Extract each line below that includes the word "pergola", and copy those lines unchanged.
[START OF Raw records]
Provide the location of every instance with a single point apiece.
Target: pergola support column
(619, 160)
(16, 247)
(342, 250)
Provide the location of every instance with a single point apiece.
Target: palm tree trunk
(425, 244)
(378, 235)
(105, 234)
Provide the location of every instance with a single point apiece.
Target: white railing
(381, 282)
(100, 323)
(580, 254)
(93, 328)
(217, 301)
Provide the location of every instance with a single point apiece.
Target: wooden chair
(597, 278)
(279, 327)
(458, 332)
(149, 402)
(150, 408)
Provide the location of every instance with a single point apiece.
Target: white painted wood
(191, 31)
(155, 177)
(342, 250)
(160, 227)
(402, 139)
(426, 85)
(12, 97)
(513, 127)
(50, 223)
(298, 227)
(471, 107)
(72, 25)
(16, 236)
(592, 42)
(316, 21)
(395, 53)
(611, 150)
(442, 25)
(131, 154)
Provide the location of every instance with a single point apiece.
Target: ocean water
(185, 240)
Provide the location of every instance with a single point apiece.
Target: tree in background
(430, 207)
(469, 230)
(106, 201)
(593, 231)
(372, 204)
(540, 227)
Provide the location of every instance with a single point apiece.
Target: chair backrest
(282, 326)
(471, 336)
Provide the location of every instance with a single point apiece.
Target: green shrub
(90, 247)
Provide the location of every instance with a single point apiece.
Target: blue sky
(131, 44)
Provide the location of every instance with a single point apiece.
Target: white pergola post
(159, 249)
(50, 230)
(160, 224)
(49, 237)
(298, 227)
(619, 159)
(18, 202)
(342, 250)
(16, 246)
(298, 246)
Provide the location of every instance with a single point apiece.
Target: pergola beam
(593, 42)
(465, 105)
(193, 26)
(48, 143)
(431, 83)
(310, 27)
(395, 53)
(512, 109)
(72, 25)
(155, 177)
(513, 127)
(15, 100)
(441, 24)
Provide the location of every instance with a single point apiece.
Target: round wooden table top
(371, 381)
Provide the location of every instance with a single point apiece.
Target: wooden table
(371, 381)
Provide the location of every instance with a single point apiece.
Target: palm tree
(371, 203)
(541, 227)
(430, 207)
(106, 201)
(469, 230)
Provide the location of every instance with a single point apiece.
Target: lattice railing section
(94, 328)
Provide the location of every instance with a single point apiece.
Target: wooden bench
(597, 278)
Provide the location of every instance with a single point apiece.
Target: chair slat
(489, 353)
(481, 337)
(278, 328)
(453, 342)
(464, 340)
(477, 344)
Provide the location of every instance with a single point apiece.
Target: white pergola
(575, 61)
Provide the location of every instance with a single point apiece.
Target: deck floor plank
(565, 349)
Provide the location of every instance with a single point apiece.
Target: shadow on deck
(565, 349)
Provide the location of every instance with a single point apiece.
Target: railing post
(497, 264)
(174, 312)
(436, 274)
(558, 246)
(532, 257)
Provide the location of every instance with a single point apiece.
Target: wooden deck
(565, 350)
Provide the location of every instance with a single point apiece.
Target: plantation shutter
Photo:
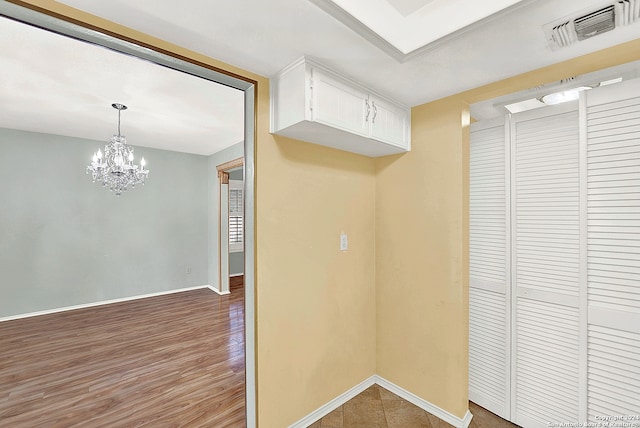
[END OF Raw records]
Output for this task:
Target: pergola support column
Target: white pergola post
Target: pergola beam
Target: white pergola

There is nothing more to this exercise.